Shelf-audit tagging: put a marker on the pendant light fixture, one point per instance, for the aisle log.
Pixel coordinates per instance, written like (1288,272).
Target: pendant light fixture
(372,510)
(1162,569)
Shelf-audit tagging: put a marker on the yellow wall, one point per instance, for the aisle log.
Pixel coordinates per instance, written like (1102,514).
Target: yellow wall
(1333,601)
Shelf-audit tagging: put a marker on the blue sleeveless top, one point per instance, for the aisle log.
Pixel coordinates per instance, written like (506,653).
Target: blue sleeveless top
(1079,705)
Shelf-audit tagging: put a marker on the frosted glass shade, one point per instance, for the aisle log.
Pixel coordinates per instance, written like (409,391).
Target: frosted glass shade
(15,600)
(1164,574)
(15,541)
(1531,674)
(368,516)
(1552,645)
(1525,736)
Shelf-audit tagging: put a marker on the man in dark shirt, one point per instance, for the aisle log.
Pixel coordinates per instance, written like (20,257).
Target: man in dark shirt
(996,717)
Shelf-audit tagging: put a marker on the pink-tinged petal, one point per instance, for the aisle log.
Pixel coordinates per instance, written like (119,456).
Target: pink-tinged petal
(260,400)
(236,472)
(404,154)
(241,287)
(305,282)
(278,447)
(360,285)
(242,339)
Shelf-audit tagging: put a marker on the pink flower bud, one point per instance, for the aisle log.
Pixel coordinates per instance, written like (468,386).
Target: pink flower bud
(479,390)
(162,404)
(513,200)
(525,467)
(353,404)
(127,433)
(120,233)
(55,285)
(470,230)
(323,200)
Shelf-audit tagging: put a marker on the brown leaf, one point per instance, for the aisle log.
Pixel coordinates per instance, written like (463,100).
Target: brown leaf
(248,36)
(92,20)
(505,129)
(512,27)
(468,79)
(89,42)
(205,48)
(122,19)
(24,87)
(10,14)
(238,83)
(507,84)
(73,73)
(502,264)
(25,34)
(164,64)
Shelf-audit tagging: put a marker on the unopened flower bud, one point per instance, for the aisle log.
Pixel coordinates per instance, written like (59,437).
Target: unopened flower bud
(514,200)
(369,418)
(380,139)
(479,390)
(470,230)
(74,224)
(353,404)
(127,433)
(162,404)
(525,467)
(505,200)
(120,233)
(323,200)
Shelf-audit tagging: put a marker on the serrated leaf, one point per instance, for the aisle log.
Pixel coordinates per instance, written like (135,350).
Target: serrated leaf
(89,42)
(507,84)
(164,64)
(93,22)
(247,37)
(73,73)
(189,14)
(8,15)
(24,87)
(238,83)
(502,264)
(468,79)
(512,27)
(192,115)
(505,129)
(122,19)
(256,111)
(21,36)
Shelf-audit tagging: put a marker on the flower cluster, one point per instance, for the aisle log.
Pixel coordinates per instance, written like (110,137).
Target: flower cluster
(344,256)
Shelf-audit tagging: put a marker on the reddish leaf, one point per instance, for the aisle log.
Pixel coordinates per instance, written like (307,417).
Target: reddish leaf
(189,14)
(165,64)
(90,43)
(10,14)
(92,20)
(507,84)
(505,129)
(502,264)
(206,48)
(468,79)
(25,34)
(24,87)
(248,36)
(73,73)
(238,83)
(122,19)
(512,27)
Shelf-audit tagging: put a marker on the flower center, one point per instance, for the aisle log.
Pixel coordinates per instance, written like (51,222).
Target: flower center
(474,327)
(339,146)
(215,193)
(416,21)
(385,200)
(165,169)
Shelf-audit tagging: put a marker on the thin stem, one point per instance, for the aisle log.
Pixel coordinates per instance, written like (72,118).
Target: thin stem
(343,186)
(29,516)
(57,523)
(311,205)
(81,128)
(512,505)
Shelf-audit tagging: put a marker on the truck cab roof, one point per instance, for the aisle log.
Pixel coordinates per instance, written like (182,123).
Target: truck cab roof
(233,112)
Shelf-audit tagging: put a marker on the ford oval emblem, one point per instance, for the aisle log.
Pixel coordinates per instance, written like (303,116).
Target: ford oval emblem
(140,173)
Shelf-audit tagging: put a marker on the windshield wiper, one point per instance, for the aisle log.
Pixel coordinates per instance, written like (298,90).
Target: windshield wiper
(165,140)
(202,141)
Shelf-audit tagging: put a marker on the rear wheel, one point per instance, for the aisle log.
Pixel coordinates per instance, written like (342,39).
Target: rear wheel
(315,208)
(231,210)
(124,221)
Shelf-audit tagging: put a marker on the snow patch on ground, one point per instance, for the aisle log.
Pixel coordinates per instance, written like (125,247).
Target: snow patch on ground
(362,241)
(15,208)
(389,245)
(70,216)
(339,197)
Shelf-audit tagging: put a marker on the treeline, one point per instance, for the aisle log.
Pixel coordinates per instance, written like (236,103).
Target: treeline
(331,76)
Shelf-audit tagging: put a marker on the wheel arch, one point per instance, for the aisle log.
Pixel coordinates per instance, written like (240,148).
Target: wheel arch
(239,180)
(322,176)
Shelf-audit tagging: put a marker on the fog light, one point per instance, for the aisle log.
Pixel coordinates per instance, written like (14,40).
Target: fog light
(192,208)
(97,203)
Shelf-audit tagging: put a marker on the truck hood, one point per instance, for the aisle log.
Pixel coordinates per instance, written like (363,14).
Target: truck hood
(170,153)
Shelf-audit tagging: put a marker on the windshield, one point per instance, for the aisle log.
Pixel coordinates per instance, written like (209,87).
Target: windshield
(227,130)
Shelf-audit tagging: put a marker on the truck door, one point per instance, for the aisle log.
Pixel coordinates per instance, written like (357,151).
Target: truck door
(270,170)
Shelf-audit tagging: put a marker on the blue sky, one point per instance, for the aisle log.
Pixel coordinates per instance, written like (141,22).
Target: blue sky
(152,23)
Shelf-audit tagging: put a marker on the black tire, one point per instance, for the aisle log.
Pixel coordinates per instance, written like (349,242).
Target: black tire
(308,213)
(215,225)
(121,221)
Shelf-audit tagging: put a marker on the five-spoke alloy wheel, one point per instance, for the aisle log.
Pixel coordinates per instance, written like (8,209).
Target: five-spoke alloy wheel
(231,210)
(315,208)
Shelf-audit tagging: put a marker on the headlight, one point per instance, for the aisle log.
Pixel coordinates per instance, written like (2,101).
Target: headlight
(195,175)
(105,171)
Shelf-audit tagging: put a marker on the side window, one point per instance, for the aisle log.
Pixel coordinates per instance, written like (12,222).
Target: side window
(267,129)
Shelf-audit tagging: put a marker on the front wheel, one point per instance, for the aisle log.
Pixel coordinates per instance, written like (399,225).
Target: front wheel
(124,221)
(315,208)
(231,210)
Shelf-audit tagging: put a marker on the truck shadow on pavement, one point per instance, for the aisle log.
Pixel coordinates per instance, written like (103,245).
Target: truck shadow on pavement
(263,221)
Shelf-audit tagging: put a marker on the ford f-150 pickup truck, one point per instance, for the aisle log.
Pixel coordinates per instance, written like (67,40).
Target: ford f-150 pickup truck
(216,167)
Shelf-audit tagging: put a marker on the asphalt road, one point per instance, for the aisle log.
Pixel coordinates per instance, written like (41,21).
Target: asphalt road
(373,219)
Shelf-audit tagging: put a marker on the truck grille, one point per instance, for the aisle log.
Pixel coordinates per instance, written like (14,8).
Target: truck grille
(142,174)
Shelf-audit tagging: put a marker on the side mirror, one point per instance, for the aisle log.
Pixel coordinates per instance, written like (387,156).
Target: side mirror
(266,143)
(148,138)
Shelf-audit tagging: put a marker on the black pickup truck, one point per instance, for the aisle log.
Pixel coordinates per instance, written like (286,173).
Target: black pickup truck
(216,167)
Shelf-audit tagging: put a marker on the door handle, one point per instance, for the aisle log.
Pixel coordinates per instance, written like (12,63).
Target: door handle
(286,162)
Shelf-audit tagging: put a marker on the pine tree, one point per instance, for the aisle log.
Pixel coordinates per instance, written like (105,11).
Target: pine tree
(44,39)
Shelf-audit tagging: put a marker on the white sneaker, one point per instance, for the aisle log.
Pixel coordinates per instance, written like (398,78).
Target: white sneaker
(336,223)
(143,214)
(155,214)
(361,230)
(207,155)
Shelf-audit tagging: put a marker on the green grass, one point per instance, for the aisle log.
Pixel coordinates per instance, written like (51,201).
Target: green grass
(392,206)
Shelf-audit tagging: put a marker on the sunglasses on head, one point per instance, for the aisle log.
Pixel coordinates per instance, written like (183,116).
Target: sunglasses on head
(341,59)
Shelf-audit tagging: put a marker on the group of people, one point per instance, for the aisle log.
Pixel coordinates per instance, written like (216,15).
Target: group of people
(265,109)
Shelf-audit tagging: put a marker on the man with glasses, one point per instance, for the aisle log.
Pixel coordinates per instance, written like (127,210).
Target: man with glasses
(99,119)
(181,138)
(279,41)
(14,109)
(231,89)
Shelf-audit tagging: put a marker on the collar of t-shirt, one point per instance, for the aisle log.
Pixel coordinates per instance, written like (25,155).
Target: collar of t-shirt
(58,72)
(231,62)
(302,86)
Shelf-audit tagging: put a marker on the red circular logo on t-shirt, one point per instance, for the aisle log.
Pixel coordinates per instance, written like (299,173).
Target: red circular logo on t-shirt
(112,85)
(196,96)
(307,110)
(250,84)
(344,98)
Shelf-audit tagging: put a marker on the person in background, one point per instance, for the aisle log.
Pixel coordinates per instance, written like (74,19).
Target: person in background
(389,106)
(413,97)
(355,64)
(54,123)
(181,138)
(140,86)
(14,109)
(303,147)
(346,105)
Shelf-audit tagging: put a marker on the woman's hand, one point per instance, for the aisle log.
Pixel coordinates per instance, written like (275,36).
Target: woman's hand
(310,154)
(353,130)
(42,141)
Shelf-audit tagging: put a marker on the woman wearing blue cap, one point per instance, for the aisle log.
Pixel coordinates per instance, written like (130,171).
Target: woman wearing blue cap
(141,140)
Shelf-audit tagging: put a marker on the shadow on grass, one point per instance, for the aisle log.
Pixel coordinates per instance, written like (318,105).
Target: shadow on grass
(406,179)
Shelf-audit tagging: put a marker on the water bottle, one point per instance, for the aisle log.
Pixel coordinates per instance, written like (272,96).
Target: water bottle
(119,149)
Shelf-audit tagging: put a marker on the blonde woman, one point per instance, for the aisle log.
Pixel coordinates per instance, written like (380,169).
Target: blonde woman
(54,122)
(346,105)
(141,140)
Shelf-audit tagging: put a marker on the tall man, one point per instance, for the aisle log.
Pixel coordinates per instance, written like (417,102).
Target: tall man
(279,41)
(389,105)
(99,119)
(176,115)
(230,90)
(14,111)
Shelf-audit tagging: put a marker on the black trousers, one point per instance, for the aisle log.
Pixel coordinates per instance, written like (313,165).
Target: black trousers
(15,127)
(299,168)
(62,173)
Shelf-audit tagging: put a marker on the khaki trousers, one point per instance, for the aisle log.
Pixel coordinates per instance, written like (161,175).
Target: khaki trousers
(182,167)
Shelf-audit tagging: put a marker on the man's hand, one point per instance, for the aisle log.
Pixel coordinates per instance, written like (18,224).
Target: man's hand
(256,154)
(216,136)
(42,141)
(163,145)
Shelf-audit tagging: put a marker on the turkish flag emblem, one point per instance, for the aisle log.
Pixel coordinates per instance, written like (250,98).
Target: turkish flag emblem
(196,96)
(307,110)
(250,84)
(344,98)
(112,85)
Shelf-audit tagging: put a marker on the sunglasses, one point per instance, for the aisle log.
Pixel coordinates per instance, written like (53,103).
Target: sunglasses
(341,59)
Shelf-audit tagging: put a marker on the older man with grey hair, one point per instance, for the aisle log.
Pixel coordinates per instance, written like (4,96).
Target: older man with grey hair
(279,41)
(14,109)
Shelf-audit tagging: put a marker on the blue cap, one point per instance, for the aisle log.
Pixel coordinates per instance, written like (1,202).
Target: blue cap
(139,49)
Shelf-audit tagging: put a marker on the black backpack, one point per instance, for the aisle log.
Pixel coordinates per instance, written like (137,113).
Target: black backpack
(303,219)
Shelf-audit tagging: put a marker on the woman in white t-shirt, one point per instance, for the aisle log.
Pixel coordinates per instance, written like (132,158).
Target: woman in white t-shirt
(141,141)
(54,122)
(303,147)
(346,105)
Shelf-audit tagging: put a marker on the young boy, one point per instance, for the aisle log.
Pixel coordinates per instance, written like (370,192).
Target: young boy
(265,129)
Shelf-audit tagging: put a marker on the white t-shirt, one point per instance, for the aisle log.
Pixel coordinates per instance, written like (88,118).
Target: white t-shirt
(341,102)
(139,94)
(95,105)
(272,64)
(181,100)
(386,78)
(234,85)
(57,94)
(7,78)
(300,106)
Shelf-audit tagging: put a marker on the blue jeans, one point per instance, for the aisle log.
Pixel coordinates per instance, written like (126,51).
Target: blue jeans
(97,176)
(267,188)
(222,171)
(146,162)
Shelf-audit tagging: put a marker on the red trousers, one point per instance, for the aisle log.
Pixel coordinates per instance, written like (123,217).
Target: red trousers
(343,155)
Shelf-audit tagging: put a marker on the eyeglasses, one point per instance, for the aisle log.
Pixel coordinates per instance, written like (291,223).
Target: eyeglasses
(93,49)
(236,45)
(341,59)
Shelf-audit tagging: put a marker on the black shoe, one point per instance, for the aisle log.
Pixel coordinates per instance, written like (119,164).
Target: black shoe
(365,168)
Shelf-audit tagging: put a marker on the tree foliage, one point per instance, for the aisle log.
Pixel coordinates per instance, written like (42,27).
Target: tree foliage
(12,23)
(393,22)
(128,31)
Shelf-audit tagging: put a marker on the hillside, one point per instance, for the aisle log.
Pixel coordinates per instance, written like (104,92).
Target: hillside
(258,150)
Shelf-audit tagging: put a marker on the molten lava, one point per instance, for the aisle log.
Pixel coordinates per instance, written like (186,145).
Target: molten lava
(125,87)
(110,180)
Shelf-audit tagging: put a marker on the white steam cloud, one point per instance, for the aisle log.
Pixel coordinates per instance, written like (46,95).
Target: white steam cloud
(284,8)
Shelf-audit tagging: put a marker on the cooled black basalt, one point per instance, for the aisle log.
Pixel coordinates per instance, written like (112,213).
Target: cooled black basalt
+ + + + +
● **Problem requirements**: In your answer, include only the lines above starting at the line that holds "Shelf-audit tagging: put a marker on the pine" and ending at the line that holds "Shelf-audit tagging: put a marker on the man with", copied exactly.

● **Exercise response**:
Shelf-audit tagging: put a marker on the pine tree, one point per instance, for the aisle log.
Pixel coordinates per instance, written like (105,11).
Target: pine tree
(44,39)
Shelf-audit tagging: put a marker on the white sneaker, one point per instance, for the aisle log.
Pixel coordinates per instance, written like (398,78).
Target: white sneaker
(336,223)
(143,214)
(155,214)
(361,230)
(207,155)
Shelf-audit tagging: put a marker on the green grass, one point per instance, for the aisle log.
Pixel coordinates per instance, written like (51,201).
Target: green grass
(392,206)
Shelf-audit tagging: put a marker on the sunglasses on head, one point per instance, for the aisle log.
Pixel coordinates per instance, written like (183,116).
Target: sunglasses on head
(341,59)
Shelf-audit tagging: put a marker on the group of people, one point per instance, for the aisle log.
Pixel coordinates per instance, written like (216,15).
Target: group of people
(265,109)
Shelf-audit tagging: put a marker on the man with glasses, one point per instance, for the aisle log.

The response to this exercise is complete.